Задача A: Переименуйте в записях: приведите заново строки записей, начиная со строки с "Identify one point on each instance of the road" и до конца записей, заменив "shrub" на "bush" и оставив все остальное без изменений.

Исходный текст:
"""

Казалось бы, государство тоже заинтересовано в валюте и зарубежных инвесторах, но почему-то инвестиции по-прежнему идут к нам со скрипом. KYKY поговорил с юристом, партнером адвокатского бюро «ВМП Власова, Михель и Партнеры» Екатериной Забелло и узнал, на какой стадии отношения рыночников и силовиков, почему Нацагентство по инвестициям – пока декоративный орган и кому особенно нравится инвестировать в Беларусь.
KYKY: Пять лет назад в материале об отношениях беларусов с инвесторами вы назвали две главные проблемы, которые тормозят бизнес-процесс: тотальный дефицит людей, умеющих принимать решения, и неопределенный общий фон, при котором невозможно делать прогнозы. За пять лет что-то изменилось?
Екатерина Забелло: Что-то, конечно, изменилось, но дефицит людей по-прежнему есть. Видимо, это проблема менталитета: на локальных уровнях решения принимаются тяжело. Чиновники не готовы взять на себя ответственность (даже если решение в их компетенции) – они понимают, что это может обернуться им потерей рабочего места и прочими неприятностями. Чиновник часто ищет «соучастников» – тех, кто возьмет на себя часть ответственности, даже если законодательство напрямую к этому не обязывает. Никто не хочет что-то решать единолично и создает круговую поруку: «А что скажет Нацбанк? А какая позиция у Министерства по налогам и сборам? А может, у Госкомитета по имуществу есть возражения?». Чиновник хочет, чтобы под финальным решением стояло как можно больше подписей – чтобы в случае чего сослаться на коллективный разум. Иногда складывается впечатление, что если кто-то высказывается «против», остальные облегченно вздыхают: «Ну, наконец-то! Мы-то все были «за», но, дорогой инвестор, смотри: Иван Иванович из «комитета по очень важным вопросам» имеет возражения. Иди и разбирайся с ним». Что с этим делать – сказать сложно.

"""

Извлеченные данные:
"""

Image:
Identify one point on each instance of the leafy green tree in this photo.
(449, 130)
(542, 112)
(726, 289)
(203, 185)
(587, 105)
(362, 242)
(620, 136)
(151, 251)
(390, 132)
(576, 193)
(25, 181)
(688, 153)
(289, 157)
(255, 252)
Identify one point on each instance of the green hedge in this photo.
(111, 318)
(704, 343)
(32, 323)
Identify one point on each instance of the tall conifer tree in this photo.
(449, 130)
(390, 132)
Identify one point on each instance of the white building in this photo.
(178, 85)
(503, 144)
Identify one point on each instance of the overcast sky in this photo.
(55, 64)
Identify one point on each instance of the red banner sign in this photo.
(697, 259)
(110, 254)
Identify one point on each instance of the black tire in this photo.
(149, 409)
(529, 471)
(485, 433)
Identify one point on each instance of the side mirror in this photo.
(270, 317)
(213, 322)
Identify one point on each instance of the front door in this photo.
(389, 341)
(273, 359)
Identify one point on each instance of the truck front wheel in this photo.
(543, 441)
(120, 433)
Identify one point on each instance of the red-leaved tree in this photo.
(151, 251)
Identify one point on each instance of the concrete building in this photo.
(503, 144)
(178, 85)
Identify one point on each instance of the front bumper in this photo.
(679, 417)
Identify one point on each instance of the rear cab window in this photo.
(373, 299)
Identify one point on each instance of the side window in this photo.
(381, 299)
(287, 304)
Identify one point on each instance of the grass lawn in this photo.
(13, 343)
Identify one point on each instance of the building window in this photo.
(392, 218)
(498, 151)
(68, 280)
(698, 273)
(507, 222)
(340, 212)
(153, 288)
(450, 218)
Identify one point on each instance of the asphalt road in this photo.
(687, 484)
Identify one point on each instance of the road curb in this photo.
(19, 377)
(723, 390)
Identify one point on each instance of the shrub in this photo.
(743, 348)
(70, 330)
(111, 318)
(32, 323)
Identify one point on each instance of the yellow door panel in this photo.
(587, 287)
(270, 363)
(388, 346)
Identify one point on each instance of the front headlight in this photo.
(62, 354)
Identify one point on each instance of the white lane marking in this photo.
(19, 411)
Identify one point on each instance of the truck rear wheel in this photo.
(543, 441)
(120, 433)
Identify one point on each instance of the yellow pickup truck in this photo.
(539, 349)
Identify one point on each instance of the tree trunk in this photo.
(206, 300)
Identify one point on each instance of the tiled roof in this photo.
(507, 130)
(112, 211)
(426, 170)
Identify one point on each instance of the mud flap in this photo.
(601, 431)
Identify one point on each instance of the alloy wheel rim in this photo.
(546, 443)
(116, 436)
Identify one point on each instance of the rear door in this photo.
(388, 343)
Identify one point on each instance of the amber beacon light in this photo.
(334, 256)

"""

Задача B: Изложите интервью об инвестициях в Беларусь в двух предложениях.

Ответ к заданию A:
Identify one point on each instance of the road curb in this photo.
(19, 377)
(723, 390)
Identify one point on each instance of the bush in this photo.
(743, 348)
(70, 330)
(111, 318)
(32, 323)
Identify one point on each instance of the yellow door panel in this photo.
(587, 287)
(270, 363)
(388, 346)
Identify one point on each instance of the front headlight in this photo.
(62, 354)
Identify one point on each instance of the white lane marking in this photo.
(19, 411)
Identify one point on each instance of the truck rear wheel in this photo.
(543, 441)
(120, 433)
Identify one point on each instance of the yellow pickup truck in this photo.
(539, 349)
Identify one point on each instance of the tree trunk in this photo.
(206, 300)
Identify one point on each instance of the tiled roof in this photo.
(507, 130)
(112, 211)
(426, 170)
Identify one point on each instance of the mud flap in this photo.
(601, 431)
Identify one point on each instance of the alloy wheel rim in this photo.
(546, 443)
(116, 436)
Identify one point on each instance of the rear door in this photo.
(388, 343)
Identify one point on each instance of the amber beacon light in this photo.
(334, 256)

Ответ к заданию B: По словам юриста Екатерины Забелло, за пять лет что-то изменилось, но дефицит людей, умеющих принимать решения, сохраняется, поскольку чиновники не готовы брать на себя ответственность из страха потерять рабочее место. Поэтому чиновник ищет «соучастников» и стремится собрать под финальным решением как можно больше подписей, чтобы в случае чего сослаться на коллективный разум.